▶ [PAGE TEXT]:
________________________________________
Set lock_dropped = 1. In case we break out too soon (which we do if
nr_pages drops to zero a couple lines below) and report a stale value.

> +                       BUG_ON(ret < 0);
> +                       BUG_ON(nr_pages == 1 && ret);
> +               }
> +
> +               if (!pages)
> +                       /* If it's a prefault don't insist harder */
> +                       return ret;
> +
> +               if (ret > 0) {
> +                       nr_pages -= ret;
> +                       pages_done += ret;
> +                       if (!nr_pages)
> +                               break;
> +               }
> +               if (*locked) {
> +                       /* VM_FAULT_RETRY didn't trigger */
> +                       if (!pages_done)
> +                               pages_done = ret;

Replace top two lines with
if (ret >0)
    pages_done += ret;

> +                       break;
> +               }
> +               /* VM_FAULT_RETRY triggered, so seek to the faulting offset */
> +               pages += ret;
> +               start += ret << PAGE_SHIFT;
> +
> +               /*
> +                * Repeat on the address that fired VM_FAULT_RETRY
> +                * without FAULT_FLAG_ALLOW_RETRY but with
> +                * FAULT_FLAG_TRIED.
> +                */
> +               *locked = 1;
> +               lock_dropped = true;

Not really needed if set where previously suggested.

> +               down_read(&mm->mmap_sem);
> +               ret = __get_user_pages(tsk, mm, start, nr_pages, flags | FOLL_TRIED,
> +                                      pages, NULL, NULL);

s/nr_pages/1/ otherwise we block on everything left ahead, not just
the one that fired RETRY.

> +               if (ret != 1) {
> +                       BUG_ON(ret > 1);

Can ret ever be zero here with count == 1? (ENOENT for a stack guard
page TTBOMK, but what the heck are we doing gup'ing stacks. Suggest
fixing that one case inside __gup impl so count == 1 never returns
zero)
________________________________________
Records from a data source

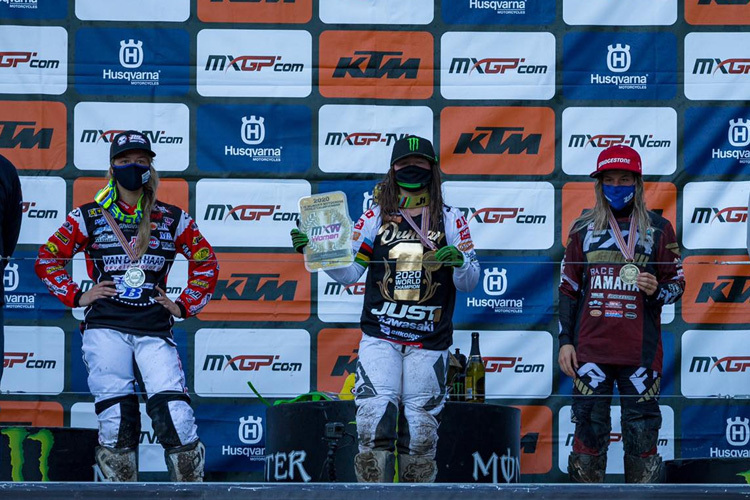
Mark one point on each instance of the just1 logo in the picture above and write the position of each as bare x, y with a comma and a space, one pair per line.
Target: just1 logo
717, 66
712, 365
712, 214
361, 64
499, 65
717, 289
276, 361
________________________________________
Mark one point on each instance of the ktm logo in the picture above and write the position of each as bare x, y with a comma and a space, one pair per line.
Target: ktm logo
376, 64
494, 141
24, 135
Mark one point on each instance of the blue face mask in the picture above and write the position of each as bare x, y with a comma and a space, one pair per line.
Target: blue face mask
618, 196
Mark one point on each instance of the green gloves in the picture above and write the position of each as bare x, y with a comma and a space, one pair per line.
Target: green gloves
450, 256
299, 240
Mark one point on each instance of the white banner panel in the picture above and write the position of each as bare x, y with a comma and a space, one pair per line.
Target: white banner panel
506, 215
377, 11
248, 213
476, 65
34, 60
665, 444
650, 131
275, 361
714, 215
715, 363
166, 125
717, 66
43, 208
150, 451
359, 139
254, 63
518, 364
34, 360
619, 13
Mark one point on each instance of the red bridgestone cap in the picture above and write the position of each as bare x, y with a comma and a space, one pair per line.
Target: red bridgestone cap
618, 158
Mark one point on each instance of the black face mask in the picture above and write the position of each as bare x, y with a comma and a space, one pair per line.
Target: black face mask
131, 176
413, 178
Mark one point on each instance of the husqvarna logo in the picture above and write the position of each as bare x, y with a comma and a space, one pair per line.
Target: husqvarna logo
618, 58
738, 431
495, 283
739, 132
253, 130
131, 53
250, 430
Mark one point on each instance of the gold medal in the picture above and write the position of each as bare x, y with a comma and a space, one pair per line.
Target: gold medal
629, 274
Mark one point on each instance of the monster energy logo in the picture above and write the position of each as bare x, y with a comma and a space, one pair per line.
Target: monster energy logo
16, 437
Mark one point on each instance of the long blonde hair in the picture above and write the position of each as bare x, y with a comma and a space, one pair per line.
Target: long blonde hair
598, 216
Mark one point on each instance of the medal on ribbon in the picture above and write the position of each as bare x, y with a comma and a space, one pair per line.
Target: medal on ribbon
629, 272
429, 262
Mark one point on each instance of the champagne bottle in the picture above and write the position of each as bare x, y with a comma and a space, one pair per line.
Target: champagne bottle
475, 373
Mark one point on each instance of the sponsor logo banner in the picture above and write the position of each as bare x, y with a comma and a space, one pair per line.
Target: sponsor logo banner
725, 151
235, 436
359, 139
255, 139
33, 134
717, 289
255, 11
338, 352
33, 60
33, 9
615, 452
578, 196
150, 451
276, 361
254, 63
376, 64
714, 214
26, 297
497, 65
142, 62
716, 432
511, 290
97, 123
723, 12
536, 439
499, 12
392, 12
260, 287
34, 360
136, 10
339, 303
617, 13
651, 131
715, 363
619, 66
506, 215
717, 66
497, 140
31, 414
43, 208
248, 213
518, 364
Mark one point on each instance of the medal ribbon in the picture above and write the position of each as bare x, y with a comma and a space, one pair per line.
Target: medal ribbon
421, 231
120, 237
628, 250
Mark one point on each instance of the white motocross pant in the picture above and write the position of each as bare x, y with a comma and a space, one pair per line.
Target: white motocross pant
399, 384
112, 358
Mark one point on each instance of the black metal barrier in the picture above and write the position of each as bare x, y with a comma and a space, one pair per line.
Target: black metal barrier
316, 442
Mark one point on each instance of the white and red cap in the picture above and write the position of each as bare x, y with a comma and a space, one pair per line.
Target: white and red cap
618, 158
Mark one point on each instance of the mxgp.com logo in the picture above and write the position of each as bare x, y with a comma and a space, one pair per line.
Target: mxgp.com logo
________________________________________
▶ [TASKS FOR THIS EXERCISE]:
[A] Rewrite the paragraph of the code review that begins "Can ret ever be zero here" as a short list, keeping its main points.
[B] In the code review, what should nr_pages be changed to in the __get_user_pages call, and why?
[C] Carry on with the code review from the point where it stops.
This data has no connection to the code review.

▶ [ANSWERS TO THE EXERCISES]:
[A]
- Asks whether ret can ever be zero at this point when count == 1.
- Notes one possible case, to the reviewer's knowledge: ENOENT for a stack guard page.
- Questions why stacks are being gup'ed at all.
- Suggests fixing that one case inside the __gup implementation so that count == 1 never returns zero.

[B] It should be changed to 1, so the call blocks only on the page that fired RETRY and not on everything left ahead.

[C]
> +                       if (!pages_done)
> +                               pages_done = ret;

Don't think so. ret is --errno at this point (maybe zero). So remove.

> +                       break;
> +               }
> +               nr_pages--;
> +               pages_done++;
> +               if (!nr_pages)
> +                       break;
> +               pages++;
> +               start += PAGE_SIZE;
> +       }
> +       if (!immediate_unlock && lock_dropped && *locked) {
> +               /*
> +                * We must let the caller know we temporarily dropped the lock
> +                * and so the critical section protected by it was lost.
> +                */
> +               up_read(&mm->mmap_sem);

With my suggestion of s/immediate_unlock/notify_drop/ this gets a lot
more understandable (IMHO).

> +               *locked = 0;
> +       }
> +       return pages_done;
> +}
> +
> +long get_user_pages_locked(struct task_struct *tsk, struct mm_struct *mm,
> +                          unsigned long start, unsigned long nr_pages,
> +                          int write, int force, struct page **pages,
> +                          int *locked)
> +{
> +       return __get_user_pages_locked(tsk, mm, start, nr_pages, write, force,
> +                                      pages, NULL, locked, false);
> +}
> +EXPORT_SYMBOL(get_user_pages_locked);
> +
> +long get_user_pages_unlocked(struct task_struct *tsk, struct mm_struct *mm,
> +                            unsigned long start, unsigned long nr_pages,
> +                            int write, int force, struct page **pages)
> +{
> +       long ret;
> +       int locked = 1;
> +       down_read(&mm->mmap_sem);
> +       ret = __get_user_pages_locked(tsk, mm, start, nr_pages, write, force,
> +                                     pages, NULL, &locked, true);
> +       if (locked)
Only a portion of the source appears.